*TEXT FOR ANALYSIS:*
Why is Overtime Pay such a problem in retail?

I really don’t get it. So many companies have this idea that the earth will stop spinning if anyone works overtime. I work in a supermarket. I asked my boss why and he honestly did not know.

In my department we are allotted a certain number of man-hours per week. We’re really short-handed and last week we were 120 hours under our alottment. My boss still got in trouble because one guy worked 12 hours overtime.

Do employers have to pay more taxes or some other penalty to the government for OT?

For every hour I work more than 40 hours in a week I get paid time-and-a-half. That obviously is a big cost increase to my employer and reason for him to want to limit overtime.

I should have added that I don’t work in retail. There may be OSHA (Occupational Safety and Health Administration) limitations on work hours. My contract limits me to 12 work hours per 24 hour period, at least one weekend off in three, and a maximum of 144 overtime hours per quarter.

Waaaay back when I worked in a supermarket (this would have been the summer of 1992), the reason I was given was that I was a part time employee, so I didn’t get benefits like health insurance and such. I was told that if I went over that amount, I would automatically be set up with all sorts of benefits that they didn’t want to pay for-and I didn’t need to have because I was still on my parent’s insurance, etc.

I understand about OT pay, but still, 12 hours OT does not equal or surpass 120 hours of straight time pay.

When I asked my boss about this, the best answer he could come up with was “because it’s always been done that way”, with a shrug of his shoulders.

Just a WAG, but in one place I worked, overtime was seen as a symptom of bad management.

The theory is, if the manager is managering right, there will be adequate staff, which means no overtime, which is good.

It is, as you pointed out, also a question of costs, but, in your situation, you are rigth, they are still coming out ahead.

      • The reason is they’re greedy bastards, and have to compete with all the other greedy bastards running all the other stores. Retail and fast-food joints usually run around 1% profits (of gross, that is). The operating margins are among the slimmest of all industries.
  • It might seem like it would be easier to just let people like you who already know how to do it work overtime, but it is cheaper to just find somebody else to hire part-time than pay you time and a half. A while back the Economist reported that the average length of employment at US supermarkets was 92 days and falling, and some people had expressed fears of a “training bottleneck”. That is, it takes almost that long to learn to do everything well. (Personally, the store I work at doesn’t have any job that takes 92 days to learn, so I dunno what the Economist is talking about)
  • Fast-food joints survive not only by giving meager pay, but also streamlining training, because they know they’re going to have large turnover (300-400% per year is the last figure I heard). So they make the individual jobs as simple as possible, in order for people to learn them quickly. The pay most grocery stores offer is decreasing towards fast-food amounts, but many grocery stores have done very little in the way of streamlining training -that is, simplifying jobs. - MC

Look in your budget. Many managers get bonuses based on savings. If you OT budget for the week is nothing. Any OT will effect it.

Also some bonuses are set up as percentages. If your OT goes over 4% (typical number) it effects bonuses.

But here is a topper. I am punched as our company says if you don’t manage anyone you can’t be salary.

*DATA LISTING:*
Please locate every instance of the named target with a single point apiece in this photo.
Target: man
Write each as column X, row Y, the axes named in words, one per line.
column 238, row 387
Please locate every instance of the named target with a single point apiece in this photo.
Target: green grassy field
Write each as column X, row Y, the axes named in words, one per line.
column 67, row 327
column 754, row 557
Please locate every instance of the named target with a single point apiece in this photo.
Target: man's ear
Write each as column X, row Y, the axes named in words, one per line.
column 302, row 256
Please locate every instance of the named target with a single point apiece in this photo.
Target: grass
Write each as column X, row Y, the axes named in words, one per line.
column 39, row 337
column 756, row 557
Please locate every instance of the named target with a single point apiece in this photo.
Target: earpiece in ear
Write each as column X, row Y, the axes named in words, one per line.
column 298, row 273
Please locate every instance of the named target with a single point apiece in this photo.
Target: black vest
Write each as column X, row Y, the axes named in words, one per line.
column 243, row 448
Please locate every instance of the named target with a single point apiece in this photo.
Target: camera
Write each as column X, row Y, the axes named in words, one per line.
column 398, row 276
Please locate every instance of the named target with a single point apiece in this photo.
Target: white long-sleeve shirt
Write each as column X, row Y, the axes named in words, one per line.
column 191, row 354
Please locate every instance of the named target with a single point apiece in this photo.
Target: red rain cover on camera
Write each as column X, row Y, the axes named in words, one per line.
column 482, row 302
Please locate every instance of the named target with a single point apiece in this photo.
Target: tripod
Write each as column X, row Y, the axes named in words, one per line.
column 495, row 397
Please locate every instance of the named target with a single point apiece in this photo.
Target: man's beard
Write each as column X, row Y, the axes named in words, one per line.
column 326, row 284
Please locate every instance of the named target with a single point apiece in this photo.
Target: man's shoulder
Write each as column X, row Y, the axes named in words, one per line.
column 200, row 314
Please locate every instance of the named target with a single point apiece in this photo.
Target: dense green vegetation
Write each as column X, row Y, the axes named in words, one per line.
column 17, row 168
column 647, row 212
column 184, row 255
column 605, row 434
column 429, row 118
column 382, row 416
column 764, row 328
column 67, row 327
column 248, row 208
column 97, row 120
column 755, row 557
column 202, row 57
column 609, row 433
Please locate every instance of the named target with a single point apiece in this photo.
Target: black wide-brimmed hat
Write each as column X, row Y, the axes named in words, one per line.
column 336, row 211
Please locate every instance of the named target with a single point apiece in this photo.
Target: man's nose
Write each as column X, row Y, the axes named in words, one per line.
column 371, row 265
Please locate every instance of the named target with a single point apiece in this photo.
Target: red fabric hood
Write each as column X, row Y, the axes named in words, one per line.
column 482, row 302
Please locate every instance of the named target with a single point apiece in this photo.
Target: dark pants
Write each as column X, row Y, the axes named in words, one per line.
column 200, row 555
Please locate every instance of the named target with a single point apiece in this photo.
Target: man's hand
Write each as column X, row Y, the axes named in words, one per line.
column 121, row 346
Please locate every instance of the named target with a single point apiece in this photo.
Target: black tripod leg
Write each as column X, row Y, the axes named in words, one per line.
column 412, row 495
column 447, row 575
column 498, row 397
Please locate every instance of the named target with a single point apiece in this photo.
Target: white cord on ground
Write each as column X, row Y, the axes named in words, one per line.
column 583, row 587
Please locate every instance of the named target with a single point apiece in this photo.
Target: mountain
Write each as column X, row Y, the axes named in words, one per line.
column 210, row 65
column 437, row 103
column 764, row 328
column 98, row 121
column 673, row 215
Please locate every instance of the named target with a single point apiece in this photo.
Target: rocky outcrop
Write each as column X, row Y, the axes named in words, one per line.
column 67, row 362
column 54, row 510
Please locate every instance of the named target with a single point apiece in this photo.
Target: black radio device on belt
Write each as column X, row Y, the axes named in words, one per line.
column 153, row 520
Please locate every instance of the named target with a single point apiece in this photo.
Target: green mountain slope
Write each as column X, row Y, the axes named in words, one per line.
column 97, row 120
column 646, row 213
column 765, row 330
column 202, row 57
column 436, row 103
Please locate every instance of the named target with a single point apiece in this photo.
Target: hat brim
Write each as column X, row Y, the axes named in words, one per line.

*EXERCISE A:* Copy the passage of the overtime pay discussion from "Why is Overtime" up to and including "did not know.".
*EXERCISE B:* In the overtime pay discussion, what limits on work hours does one poster's contract set? List them all.
*EXERCISE C:* In the overtime pay discussion, what did the Economist report as the average length of employment at US supermarkets?

*WRITTEN RESPONSE A:*
Why is Overtime Pay such a problem in retail?

I really don’t get it. So many companies have this idea that the earth will stop spinning if anyone works overtime. I work in a supermarket. I asked my boss why and he honestly did not know.

*WRITTEN RESPONSE B:*
- No more than 12 work hours per 24-hour period
- At least one weekend off in three
- A maximum of 144 overtime hours per quarter

*WRITTEN RESPONSE C:* 92 days and falling.